*WRITTEN EXERCISE*. Lay out the records as a JSON list of strings, one string per line with blank lines omitted, starting with the line containing "In the image provided above, tightly box each ranch" and going on through the line containing "[62,75,216,95]", both included.

*INFORMATION SHOWN*.
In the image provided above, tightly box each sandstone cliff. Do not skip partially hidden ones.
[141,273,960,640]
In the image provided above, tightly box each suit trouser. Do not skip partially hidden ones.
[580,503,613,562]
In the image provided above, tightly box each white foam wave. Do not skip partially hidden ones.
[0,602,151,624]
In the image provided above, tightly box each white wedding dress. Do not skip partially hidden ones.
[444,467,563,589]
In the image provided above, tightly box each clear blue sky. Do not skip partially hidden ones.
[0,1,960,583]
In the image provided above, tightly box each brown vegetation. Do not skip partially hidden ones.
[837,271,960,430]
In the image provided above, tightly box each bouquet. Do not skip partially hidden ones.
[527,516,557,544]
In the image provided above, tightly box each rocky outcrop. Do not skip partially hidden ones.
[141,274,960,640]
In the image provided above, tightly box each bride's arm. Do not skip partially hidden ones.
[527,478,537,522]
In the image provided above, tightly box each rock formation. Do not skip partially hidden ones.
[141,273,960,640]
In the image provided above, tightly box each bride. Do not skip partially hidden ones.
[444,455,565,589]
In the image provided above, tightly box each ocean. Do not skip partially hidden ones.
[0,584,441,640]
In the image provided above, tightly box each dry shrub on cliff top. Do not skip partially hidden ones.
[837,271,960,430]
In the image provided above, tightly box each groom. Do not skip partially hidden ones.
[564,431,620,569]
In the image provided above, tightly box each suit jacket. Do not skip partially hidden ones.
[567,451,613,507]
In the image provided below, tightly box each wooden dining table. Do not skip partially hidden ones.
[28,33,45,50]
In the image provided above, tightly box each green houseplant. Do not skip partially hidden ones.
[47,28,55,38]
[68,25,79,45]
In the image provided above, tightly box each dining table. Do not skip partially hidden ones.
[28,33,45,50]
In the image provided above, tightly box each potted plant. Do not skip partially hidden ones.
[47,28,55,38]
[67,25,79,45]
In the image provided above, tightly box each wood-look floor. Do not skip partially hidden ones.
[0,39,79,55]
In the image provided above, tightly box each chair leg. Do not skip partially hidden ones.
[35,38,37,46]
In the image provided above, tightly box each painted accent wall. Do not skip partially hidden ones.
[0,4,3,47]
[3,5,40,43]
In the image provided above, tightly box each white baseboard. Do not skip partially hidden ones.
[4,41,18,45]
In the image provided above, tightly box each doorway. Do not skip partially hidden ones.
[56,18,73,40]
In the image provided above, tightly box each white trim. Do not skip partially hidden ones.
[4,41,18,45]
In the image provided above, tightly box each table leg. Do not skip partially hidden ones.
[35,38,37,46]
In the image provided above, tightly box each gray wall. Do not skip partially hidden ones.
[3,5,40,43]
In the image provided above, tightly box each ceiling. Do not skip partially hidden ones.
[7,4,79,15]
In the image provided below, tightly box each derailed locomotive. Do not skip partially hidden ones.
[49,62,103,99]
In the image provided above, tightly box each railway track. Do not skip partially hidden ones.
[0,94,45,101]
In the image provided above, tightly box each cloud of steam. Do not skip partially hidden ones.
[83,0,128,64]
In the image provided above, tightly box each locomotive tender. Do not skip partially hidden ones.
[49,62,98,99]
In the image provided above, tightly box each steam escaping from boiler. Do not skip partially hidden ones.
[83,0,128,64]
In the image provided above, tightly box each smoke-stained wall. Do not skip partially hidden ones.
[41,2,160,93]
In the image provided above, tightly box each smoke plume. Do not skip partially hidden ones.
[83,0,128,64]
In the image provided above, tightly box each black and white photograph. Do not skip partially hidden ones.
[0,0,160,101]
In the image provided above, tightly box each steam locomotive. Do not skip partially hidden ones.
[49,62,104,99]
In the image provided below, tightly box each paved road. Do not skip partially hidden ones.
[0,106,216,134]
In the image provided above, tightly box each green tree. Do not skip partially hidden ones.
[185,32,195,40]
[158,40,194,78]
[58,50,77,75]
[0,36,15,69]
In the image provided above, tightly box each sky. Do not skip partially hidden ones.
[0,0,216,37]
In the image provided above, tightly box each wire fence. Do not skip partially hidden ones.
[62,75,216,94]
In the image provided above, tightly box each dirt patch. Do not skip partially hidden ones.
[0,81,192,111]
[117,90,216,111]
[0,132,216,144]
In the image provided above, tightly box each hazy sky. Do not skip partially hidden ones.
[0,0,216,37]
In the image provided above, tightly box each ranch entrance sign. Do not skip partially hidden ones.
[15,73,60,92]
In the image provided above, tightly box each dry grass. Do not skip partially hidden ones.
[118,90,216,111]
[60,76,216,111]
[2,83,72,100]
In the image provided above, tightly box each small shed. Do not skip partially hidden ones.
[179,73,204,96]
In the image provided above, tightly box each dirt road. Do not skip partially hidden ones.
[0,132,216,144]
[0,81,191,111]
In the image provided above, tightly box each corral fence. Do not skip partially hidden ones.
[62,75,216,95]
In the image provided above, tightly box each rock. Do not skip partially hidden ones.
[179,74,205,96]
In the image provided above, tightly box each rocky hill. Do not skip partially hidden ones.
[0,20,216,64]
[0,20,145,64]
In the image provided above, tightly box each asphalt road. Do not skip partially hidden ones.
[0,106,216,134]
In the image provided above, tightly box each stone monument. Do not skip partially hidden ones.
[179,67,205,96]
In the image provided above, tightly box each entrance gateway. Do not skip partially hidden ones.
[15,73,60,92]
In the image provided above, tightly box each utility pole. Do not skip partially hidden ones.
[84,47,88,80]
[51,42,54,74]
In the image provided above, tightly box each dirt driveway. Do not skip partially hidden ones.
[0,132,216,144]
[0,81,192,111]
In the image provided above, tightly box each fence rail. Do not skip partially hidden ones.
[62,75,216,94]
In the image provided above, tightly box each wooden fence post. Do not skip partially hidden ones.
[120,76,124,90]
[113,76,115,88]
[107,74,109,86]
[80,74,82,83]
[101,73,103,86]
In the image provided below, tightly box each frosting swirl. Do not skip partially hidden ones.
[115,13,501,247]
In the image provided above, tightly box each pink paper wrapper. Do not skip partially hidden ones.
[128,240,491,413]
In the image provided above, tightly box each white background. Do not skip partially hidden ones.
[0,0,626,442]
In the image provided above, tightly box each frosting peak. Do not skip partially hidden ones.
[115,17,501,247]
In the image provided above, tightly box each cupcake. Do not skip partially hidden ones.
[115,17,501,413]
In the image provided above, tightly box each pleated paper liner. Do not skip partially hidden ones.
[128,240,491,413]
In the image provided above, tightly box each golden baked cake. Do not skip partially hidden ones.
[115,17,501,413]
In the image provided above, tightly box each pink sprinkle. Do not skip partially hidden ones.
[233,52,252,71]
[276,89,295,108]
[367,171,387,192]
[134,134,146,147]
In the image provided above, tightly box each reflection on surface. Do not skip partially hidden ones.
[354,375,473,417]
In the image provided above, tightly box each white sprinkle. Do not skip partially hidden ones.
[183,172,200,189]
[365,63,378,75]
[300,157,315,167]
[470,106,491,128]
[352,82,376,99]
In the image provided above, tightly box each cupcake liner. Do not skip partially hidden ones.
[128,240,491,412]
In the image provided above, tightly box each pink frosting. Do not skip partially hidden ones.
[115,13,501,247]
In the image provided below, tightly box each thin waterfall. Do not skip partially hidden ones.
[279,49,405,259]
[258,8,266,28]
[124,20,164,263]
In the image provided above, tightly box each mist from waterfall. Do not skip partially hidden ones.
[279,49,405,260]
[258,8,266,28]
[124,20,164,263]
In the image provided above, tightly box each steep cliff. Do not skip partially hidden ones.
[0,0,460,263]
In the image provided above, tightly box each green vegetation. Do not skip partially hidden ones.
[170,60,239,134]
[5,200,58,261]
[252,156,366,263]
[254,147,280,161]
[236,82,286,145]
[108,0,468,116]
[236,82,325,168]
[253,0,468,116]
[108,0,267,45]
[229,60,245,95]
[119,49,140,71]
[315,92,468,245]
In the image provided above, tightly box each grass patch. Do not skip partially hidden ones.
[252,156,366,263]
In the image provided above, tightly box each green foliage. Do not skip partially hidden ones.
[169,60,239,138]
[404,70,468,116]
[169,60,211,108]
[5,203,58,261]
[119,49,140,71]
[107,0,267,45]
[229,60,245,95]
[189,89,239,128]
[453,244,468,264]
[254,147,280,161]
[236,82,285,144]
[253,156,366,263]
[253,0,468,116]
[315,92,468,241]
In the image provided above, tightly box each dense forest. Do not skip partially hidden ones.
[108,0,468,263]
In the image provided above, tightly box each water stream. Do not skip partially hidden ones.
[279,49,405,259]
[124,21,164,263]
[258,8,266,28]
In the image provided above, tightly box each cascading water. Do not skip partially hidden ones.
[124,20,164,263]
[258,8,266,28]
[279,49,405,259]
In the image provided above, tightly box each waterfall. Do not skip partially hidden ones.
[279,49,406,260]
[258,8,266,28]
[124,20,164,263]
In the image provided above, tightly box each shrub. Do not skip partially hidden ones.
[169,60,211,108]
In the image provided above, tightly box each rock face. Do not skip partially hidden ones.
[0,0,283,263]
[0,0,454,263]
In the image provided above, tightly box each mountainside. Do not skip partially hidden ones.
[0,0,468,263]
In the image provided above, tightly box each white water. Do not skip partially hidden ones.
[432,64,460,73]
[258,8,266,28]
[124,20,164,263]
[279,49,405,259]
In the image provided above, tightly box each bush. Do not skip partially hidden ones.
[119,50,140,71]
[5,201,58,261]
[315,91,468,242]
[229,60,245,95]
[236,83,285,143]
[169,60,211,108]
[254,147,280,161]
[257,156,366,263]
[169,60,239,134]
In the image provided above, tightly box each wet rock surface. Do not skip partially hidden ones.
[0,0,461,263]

*CORRECT OUTPUT*.
[
  "In the image provided above, tightly box each ranch entrance sign. Do not skip partially hidden ones.",
  "[15,73,60,92]",
  "In the image provided above, tightly box each dry grass. Do not skip partially hidden ones.",
  "[118,90,216,111]",
  "[60,76,216,111]",
  "[2,83,72,100]",
  "In the image provided above, tightly box each small shed. Do not skip partially hidden ones.",
  "[179,73,204,96]",
  "In the image provided above, tightly box each dirt road. Do not skip partially hidden ones.",
  "[0,132,216,144]",
  "[0,81,191,111]",
  "In the image provided above, tightly box each corral fence. Do not skip partially hidden ones.",
  "[62,75,216,95]"
]